Extracted text |

John Diefenbaker is a madman who thinks he's John Diefenbaker.
Pillbug
Naive way: generate a bunch of random integers in between 128 and 0x1f000 or so, then call chr on each number to get the corresponding character. You can restrict the range if you want, or tweak the random distribution to usually get characters in certain blocks, or anything else you'd like, but that's the general idea/framework that I'd use.

(No code tags because vBulletin double-escapes things)

quote:

>>> from random import randrange
>>> def random_char():
... return chr(randrange(128, 0x1f000))
...
>>> ''.join(random_char() for _ in range(10))
'\U0001d2c6\U00018c75쪙\U000199a7\U0001dd50\U0001e5e8\U000124af\U00019f59𝗺Ḝ'

(Pedantic note: there is no such thing as a UTF-8 character. There are Unicode characters, and UTF-8 is one of the ways that you can encode those characters to byte sequences.)

namaste friends
Sep 18, 2004

by Smythe
loving awesome Lysidas. Thanks. I've been banging my head on the wall all morning over this.

e: when I try to print

print u'\u1D7AA'

in the interpreter, it gives me ᵺA and not the mathematical symbol. What's up with that?

Lysidas
Jul 26, 2002

John Diefenbaker is a madman who thinks he's John Diefenbaker.
Pillbug
'\u1D7AA' is a two-character string consisting of the following:
code:
>>> import unicodedata
>>> [unicodedata.name(c) for c in '\u1D7AA']
['LATIN SMALL LETTER TH WITH STRIKETHROUGH', 'LATIN CAPITAL LETTER A']
The \uxxxx escape sequences require exactly four hexadecimal digits after the \u. For code points over 0xFFFF, you have to use the longer escape sequence format \U00xxxxxx:

code:
>>> [unicodedata.name(c) for c in '\U0001D7AA']
['MATHEMATICAL SANS-SERIF BOLD ITALIC SMALL ALPHA']

namaste friends
Sep 18, 2004

by Smythe
I've just been reading this: http://www.sttmedia.com/unicode-basiclingualplane

Do you think it's worth testing anything above the basic multilingual plane when files are being created by a bunch of regular shmoes with windows boxes in an unremarkable office environment?

It seems to me that anything above the BMP is going to be some specialized academic stuff.

ShadowHawk
Jun 25, 2000

CERTIFIED PRE OWNED TESLA OWNER
Are there any illegal unicode characters for filenames you should test for?

I know on Windows particularly strange things happen if you make a window title start with two unicode right-to-left control characters. I imagine funny things might happen if you name a file that and then a program naively opens that file and uses it as the window title.

Lysidas
Jul 26, 2002

John Diefenbaker is a madman who thinks he's John Diefenbaker.

Dataset extract |
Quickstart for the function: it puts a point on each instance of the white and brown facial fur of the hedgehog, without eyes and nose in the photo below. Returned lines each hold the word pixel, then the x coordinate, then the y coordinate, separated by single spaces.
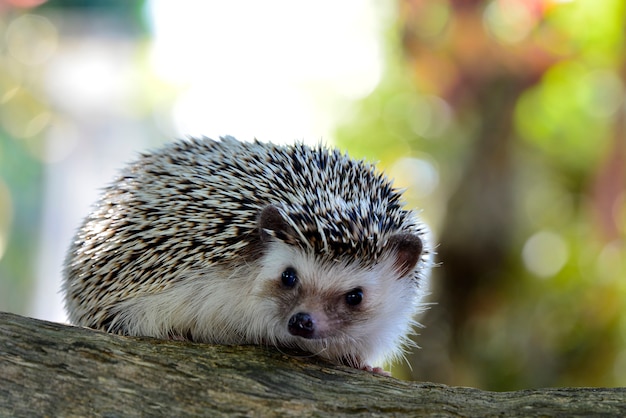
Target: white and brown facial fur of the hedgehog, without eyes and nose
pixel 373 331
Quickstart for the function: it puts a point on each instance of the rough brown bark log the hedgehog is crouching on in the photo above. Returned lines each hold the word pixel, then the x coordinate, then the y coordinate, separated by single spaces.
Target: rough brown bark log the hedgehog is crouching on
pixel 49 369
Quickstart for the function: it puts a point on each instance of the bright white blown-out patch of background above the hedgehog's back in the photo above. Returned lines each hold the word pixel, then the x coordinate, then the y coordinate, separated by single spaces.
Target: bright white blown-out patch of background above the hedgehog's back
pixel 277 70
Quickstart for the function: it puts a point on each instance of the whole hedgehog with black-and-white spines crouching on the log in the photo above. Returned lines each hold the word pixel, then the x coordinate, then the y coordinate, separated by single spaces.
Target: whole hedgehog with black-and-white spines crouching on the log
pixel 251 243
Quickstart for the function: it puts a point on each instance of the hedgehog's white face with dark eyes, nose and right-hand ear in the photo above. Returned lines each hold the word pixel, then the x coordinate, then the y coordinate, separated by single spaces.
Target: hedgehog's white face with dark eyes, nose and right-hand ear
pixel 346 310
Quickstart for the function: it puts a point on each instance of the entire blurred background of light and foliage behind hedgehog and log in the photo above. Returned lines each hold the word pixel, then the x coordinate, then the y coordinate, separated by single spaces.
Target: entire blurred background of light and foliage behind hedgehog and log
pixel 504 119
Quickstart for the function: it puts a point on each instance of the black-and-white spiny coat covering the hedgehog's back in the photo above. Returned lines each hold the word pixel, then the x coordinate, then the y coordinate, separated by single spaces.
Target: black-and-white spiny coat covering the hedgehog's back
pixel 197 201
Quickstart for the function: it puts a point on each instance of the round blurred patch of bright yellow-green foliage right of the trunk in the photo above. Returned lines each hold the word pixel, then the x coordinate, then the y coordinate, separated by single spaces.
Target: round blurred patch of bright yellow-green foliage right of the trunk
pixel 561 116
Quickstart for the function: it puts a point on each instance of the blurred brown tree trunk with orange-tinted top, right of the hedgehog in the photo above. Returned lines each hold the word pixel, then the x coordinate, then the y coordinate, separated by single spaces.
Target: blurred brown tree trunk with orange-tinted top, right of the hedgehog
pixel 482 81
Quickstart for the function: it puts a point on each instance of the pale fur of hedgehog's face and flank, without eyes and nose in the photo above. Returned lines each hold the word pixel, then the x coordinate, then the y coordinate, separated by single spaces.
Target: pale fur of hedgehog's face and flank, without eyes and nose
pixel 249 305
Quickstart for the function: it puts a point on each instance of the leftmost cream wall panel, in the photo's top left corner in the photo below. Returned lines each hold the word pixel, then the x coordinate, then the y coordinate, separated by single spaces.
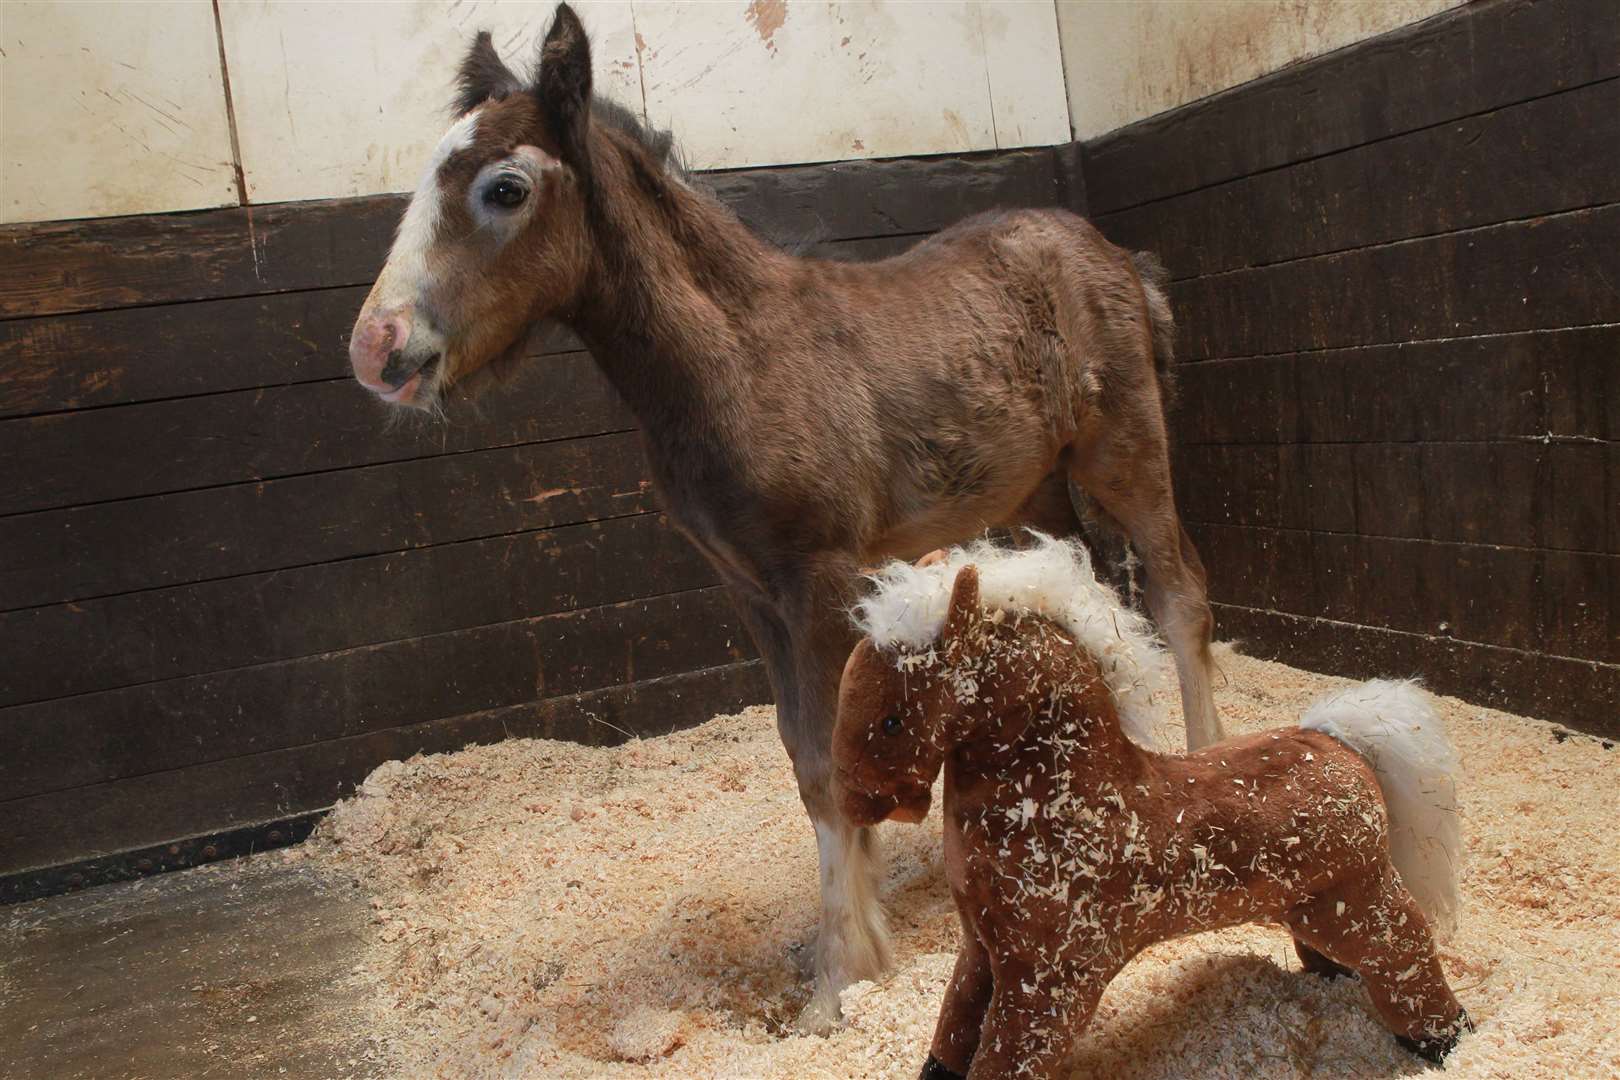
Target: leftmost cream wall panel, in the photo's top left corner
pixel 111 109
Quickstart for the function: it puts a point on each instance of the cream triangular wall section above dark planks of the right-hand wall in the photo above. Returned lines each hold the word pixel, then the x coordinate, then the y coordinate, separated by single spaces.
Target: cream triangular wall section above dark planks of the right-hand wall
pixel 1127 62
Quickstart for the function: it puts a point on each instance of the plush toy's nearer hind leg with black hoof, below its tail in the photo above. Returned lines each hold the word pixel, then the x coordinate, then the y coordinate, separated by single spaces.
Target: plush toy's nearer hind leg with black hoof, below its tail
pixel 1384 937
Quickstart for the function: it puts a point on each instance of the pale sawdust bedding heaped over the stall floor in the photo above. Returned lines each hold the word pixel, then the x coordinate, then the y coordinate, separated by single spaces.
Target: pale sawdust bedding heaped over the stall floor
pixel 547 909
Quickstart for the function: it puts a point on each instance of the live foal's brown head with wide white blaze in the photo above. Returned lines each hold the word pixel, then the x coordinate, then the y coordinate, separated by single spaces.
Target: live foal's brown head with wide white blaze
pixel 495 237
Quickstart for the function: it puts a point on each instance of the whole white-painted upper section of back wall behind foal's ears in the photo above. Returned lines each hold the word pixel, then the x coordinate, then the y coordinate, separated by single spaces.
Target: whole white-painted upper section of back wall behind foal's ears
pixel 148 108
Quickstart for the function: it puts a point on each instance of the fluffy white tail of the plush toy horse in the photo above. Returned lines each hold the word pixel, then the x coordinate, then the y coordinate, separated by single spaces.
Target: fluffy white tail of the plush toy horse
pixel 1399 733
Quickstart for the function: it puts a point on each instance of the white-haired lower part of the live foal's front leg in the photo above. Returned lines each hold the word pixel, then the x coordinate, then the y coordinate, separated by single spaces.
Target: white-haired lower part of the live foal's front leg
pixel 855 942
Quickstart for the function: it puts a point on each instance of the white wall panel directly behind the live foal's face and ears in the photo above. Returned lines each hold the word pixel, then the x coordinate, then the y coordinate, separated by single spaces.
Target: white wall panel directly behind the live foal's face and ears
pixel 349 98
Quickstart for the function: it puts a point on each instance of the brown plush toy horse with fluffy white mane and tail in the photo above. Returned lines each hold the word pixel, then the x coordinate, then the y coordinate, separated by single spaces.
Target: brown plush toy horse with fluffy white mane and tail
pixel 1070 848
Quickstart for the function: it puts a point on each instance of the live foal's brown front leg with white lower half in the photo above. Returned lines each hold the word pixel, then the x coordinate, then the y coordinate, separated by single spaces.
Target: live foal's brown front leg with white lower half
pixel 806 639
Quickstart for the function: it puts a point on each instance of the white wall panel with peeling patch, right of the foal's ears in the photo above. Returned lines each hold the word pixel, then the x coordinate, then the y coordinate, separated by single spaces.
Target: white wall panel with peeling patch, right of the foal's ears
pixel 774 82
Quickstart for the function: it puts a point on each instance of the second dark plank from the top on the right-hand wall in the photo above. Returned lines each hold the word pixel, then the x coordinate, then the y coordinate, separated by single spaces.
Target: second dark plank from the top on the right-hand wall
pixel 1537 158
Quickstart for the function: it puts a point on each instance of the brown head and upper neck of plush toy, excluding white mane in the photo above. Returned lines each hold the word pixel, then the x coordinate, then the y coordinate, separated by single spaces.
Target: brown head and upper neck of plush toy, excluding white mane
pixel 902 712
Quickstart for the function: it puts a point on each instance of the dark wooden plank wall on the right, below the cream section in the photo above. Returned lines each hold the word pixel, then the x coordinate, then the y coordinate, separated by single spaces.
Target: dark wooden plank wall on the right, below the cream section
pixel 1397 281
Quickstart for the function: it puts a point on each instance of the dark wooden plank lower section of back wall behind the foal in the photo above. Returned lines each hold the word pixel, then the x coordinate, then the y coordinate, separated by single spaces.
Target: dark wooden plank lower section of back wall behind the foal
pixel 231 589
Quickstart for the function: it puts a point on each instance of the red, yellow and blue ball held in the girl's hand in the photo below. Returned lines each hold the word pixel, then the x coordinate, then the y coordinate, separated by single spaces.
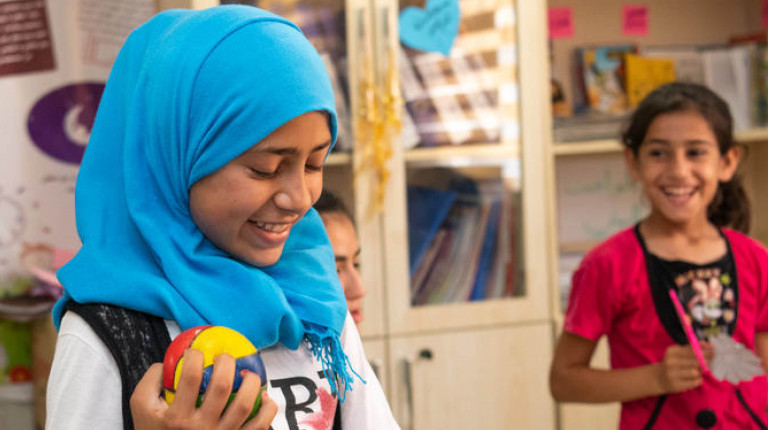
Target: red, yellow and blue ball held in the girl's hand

Work order 1 |
Answer these from the forum thread on Unicode characters in Python:
(a) In the first reply, between which two values are the random integers generated?
(b) How many hexadecimal digits must follow \u in the short escape sequence?
(c) What makes strange things happen to a window title on Windows?
Work order 2 | Write the next part of the forum thread on Unicode characters in Python, starting right after its final line.

Answer box 1 |
(a) Between 128 and 0x1f000 or so.
(b) Exactly four.
(c) Starting the title with two Unicode right-to-left control characters.

Answer box 2 |
Pillbug

Cultural Imperial posted:

Do you think it's worth testing anything above the basic multilingual plane

In my opinion, always. Whether you care about failures is a different issue, but you should at least know how things will behave.

supercrooky
Sep 12, 2006

Cultural Imperial posted:

I've just been reading this: http://www.sttmedia.com/unicode-basiclingualplane

Do you think it's worth testing anything above the basic multilingual plane when files are being created by a bunch of regular shmoes with windows boxes in an unremarkable office environment?

It seems to me that anything above the BMP is going to be some specialized academic stuff.

You might not hit them in this use case, but there are emojis outside the BMP that are in common use due to support on social networks.

namaste friends
Sep 18, 2004

by Smythe
So yesterday I was running this script against a windows filesystem that was mounted to my Unix workstation. The script generated what I would guess are illegal Unicode characters in ntfs and would crap out. I stuck in a pass statement to keep the script going. I think, given the limitations of ntfs, it's probably going to be a waste of time to test above the BMP.

Jose Cuervo
Aug 25, 2004
I am trying to use PyCharm with Git for version control. My setup is as follows. I have a Dropbox folder that I am using as my 'remote repository'. I want to check out the code on my work computer (to a folder on the C drive on my work computer), work on the code and commit changes to the local copy of the code. When I am done for the day I would like to push the changes made to the dropbox folder so that I can work on the code from home (check out the code to my home computer).

I can successfully pull the code from the Dropbox folder to my local computer. I can successfully make changes to the code and make commits to the local version of the code. However when I try and push the commits to the Dropbox folder I run into problems and the following error message is displayed:


I don't know what I am doing wrong (and I don't have a huge understanding of Git) and was hoping someone could help me out.

good jovi
Dec 11, 2000

'm pro-dickgirl, and I VOTE!

Jose Cuervo posted:

I don't know what I am doing wrong (and I don't have a huge understanding of Git) and was hoping someone could help me out.

I don't know if this is actually related to your problem, but don't keep git repos in Dropbox. It can corrupt your repos and just isn't the correct model. Put your repo up somewhere accessible like github or bitbucket and use that as your remote.

duck monster
Dec 15, 2004

Having Apple bludgeoning my Python module directories to death (and homebrew repos.. seriously wtf apple?) everytime I upgrade my os is getting pretty loving old.

:sigh:

Hughmoris
Apr 21, 2007
Let's go to the abyss!
I'm following a YouTube tutorial and trying to learn objects and classes. I am using Python 2.7, I believe the tutorial is using Python 3.

I'm an executing this code:
code:
class Person:
	population = 0
	def __init__(self, name, age):
		self.name = name
		self.age = age
		print('{0} has been born!'.format(self.name))
		Person.population +=1
	def totalPop():
		print ('There are {0} people in the world'.format(Person.population))

p1 = Person('Johnny', 20)
p2 = Person('Mary', 30)
print(Person.totalPop())
and receiving this error:
code:
Traceback (most recent call last):
  File "C:\projects\python\Person.py", line 13, in <module>
    print(Person.totalPop())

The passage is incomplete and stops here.